◆ **Material for this exercise**
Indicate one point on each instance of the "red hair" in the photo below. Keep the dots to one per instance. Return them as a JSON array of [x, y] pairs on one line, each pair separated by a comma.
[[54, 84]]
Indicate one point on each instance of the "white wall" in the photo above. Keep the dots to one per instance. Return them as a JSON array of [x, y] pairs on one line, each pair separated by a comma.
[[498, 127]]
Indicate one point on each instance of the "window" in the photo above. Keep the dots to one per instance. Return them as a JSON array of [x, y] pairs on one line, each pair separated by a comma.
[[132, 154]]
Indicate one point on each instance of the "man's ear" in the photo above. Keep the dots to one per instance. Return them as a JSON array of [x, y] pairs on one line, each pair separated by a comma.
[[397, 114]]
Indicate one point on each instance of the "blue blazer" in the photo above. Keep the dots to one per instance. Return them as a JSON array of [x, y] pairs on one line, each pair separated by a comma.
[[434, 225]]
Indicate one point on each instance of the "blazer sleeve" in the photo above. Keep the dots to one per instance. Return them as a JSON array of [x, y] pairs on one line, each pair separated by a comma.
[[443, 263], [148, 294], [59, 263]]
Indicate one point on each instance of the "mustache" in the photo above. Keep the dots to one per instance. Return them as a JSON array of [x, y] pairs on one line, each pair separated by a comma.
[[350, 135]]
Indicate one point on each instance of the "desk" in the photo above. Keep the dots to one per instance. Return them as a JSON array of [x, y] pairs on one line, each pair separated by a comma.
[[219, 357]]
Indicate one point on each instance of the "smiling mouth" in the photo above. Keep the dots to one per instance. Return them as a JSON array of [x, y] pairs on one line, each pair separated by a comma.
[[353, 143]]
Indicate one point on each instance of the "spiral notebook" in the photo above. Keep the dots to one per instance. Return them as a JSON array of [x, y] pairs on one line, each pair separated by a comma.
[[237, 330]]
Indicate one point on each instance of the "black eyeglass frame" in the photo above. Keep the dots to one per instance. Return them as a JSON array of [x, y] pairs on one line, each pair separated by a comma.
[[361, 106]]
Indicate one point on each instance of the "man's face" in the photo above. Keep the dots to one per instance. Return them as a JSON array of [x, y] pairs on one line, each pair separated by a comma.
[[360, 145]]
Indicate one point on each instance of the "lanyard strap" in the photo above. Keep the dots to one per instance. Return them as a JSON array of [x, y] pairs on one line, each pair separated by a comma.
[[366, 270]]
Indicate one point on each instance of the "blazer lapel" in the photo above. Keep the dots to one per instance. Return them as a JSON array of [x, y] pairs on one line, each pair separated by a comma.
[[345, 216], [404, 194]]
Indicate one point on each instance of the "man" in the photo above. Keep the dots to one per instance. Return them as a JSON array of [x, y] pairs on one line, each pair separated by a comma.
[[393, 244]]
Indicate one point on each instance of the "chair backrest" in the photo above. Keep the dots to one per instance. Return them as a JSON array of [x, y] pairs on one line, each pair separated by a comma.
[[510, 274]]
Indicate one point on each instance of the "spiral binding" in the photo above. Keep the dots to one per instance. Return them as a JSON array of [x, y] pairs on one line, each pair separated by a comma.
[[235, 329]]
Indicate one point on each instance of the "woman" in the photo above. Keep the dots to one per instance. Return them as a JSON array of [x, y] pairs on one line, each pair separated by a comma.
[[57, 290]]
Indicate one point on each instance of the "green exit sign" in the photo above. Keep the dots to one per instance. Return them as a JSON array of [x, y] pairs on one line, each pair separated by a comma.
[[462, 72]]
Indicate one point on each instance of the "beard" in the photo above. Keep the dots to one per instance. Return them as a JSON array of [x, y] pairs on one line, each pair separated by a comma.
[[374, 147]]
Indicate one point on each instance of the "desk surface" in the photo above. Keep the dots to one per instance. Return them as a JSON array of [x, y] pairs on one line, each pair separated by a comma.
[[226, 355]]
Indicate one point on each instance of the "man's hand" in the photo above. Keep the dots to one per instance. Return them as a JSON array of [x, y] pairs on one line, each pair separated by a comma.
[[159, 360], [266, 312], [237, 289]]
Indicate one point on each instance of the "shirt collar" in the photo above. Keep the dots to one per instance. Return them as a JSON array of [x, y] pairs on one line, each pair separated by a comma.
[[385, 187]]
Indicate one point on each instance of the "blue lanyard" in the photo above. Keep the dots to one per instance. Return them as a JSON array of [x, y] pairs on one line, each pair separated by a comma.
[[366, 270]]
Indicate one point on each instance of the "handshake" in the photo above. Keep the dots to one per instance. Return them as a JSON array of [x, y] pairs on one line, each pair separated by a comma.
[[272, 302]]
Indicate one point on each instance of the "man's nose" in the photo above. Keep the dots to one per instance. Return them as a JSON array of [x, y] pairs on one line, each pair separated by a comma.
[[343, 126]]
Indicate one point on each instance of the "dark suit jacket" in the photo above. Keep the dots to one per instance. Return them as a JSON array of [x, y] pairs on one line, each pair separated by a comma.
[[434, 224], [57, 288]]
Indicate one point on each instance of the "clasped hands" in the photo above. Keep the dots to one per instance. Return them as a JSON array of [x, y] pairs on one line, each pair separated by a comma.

◆ **What you should do**
Reproduce each item above verbatim, in its original order, changing nothing.

◆ **Result for this task**
Indicate one point on each instance of the "red hair" in the photo below. Keep the dots to one per instance. Return them as a JSON array of [x, y] pairs on one line, each pair separated by a comma.
[[54, 84]]
Indicate one point on each instance of the "white wall" in the photo above. Keep the dots to one per instance. Return them as a JSON array of [x, y] pairs on one line, each pair separated by a comma.
[[498, 127]]
Indicate one point on each instance of the "window" in the photo above. Keep the dots to one per instance. Return them as a JSON array of [x, y] pairs on one line, each pair separated by a comma.
[[132, 154]]
Indicate one point on each instance of the "man's ear" in the photo above. Keep the dots to one per instance. Return them as a JSON array of [x, y] pairs on one line, each pair separated by a comma.
[[397, 114]]
Indicate one point on each instance of the "blue blazer" in the photo above. Keep the dots to one per instance. Return them as a JSON array of [x, y] pairs on one line, each pair separated by a comma.
[[434, 225]]
Indicate one point on each instance of the "blazer sleeve" in the photo above. Keep the dots to one per instance. Return them as a JSON array of [x, y] pairs on one line, each pair separated by a comma.
[[443, 263], [148, 294], [59, 263]]
Indicate one point on each instance of the "mustache" in the photo above. Keep the dots to one per instance. Return them as a JSON array of [x, y] pairs on one line, each pair separated by a comma.
[[350, 135]]
Indicate one point on each instance of the "desk" in the photo above. Keep the dots to one per instance. Return them as a JSON array of [x, y] pairs on one line, each pair separated by a comma.
[[219, 357]]
Indicate one point on each instance of the "smiling mouth" in the photo above. Keep the dots to one per instance. Return them as a JSON array of [x, y] pairs on one line, each pair separated by a comma.
[[353, 143]]
Indicate one point on each instance of the "spiral notebook" in the photo above. Keep the dots to one per instance. Return them as a JSON array of [x, y] pairs on one line, each pair separated by a comma.
[[237, 330]]
Indicate one point on each instance of the "black eyeglass frame" in the photo above. Keep the dots to one per instance. Return them as a JSON array of [x, y] pairs on one line, each pair separated by a comma.
[[361, 106]]
Indicate one point on each instance of the "man's face" in the photo above. Keep the dots to one per instance. Return them as a JSON array of [x, y] pairs on one line, each pair separated by a comma.
[[360, 145]]
Indicate one point on each instance of the "lanyard strap" in the photo above. Keep the dots to one per instance. Return them as a JSON array of [x, y] pairs on one line, each pair separated by a comma.
[[366, 270]]
Indicate one point on each instance of the "blazer lapel" in the photo above. Keep the dots to one per instance. Return them as a JSON array of [x, y] pairs on one line, each pair separated by a comma.
[[345, 216], [404, 194]]
Indicate one point on each instance of the "man" in the photo above. Keep the dots to one per instance. Return them as a JSON array of [x, y] pairs on one line, each pair separated by a comma.
[[393, 244]]
Indicate one point on each instance of the "chair backrest" in the photo above. Keep the dots to one per instance. Return them as a JSON array of [x, y] pairs on one line, each pair separated by a comma.
[[510, 274]]
Indicate one point on each instance of the "spiral binding" in the photo above. Keep the dots to one per instance. Return them as a JSON array of [x, y] pairs on one line, each pair separated by a comma.
[[235, 329]]
Indicate one point on each instance of the "woman" in the photo above. Keep the dots to one per instance. Return them as a JSON array of [x, y] pairs on one line, each pair separated by a comma.
[[57, 290]]
Indicate one point on each instance of the "green exit sign" in the photo above. Keep the dots to one per instance. Return them as a JSON array of [x, y] pairs on one line, each pair separated by a comma.
[[462, 72]]
Indicate one point on each instance of the "beard" in the photo above. Keep the dots to one per instance. Return them as a JSON array of [x, y] pairs on one line, each pair separated by a comma.
[[374, 147]]
Indicate one point on each instance of the "desk surface" in the photo above. Keep the dots to one per instance. Return them as a JSON array of [x, y] pairs on one line, each pair separated by a comma.
[[226, 355]]
Indicate one point on each instance of the "man's hand" in the photo above. Keep the dots to one per instance. Return them as a JSON array of [x, y] pairs on one line, each pair separated by a comma.
[[159, 360], [266, 312], [237, 289]]
Indicate one point on each instance of the "shirt collar" in the photo above. Keep the dots to one per instance. Return them as a JSON array of [x, y] pairs on one line, each pair separated by a comma.
[[385, 187]]
Indicate one point on each instance of the "blue lanyard" in the photo above. Keep the dots to one per instance. Return them as a JSON array of [x, y] pairs on one line, each pair separated by a comma.
[[366, 270]]
Indicate one point on each instance of the "handshake" in the photo above. Keep the dots to one per instance. Return them as a JSON array of [x, y] pairs on one line, each pair separated by a comma.
[[272, 302]]
Indicate one point on each instance of the "man's nose" in the photo above. Keep the dots to one per instance. Return them as a JSON array of [x, y] pairs on one line, each pair separated by a comma.
[[343, 126]]
Indicate one point on each instance of the "dark suit jacket" in the photo above. Keep the dots to one per instance. Return them as a JSON array of [x, y] pairs on one line, each pair separated by a comma.
[[434, 224], [57, 288]]
Indicate one point on each instance of the "clasped hands" in the photo above. Keep the dots to one per instance. Return them as a JSON array of [x, y] pairs on one line, each pair separated by a comma.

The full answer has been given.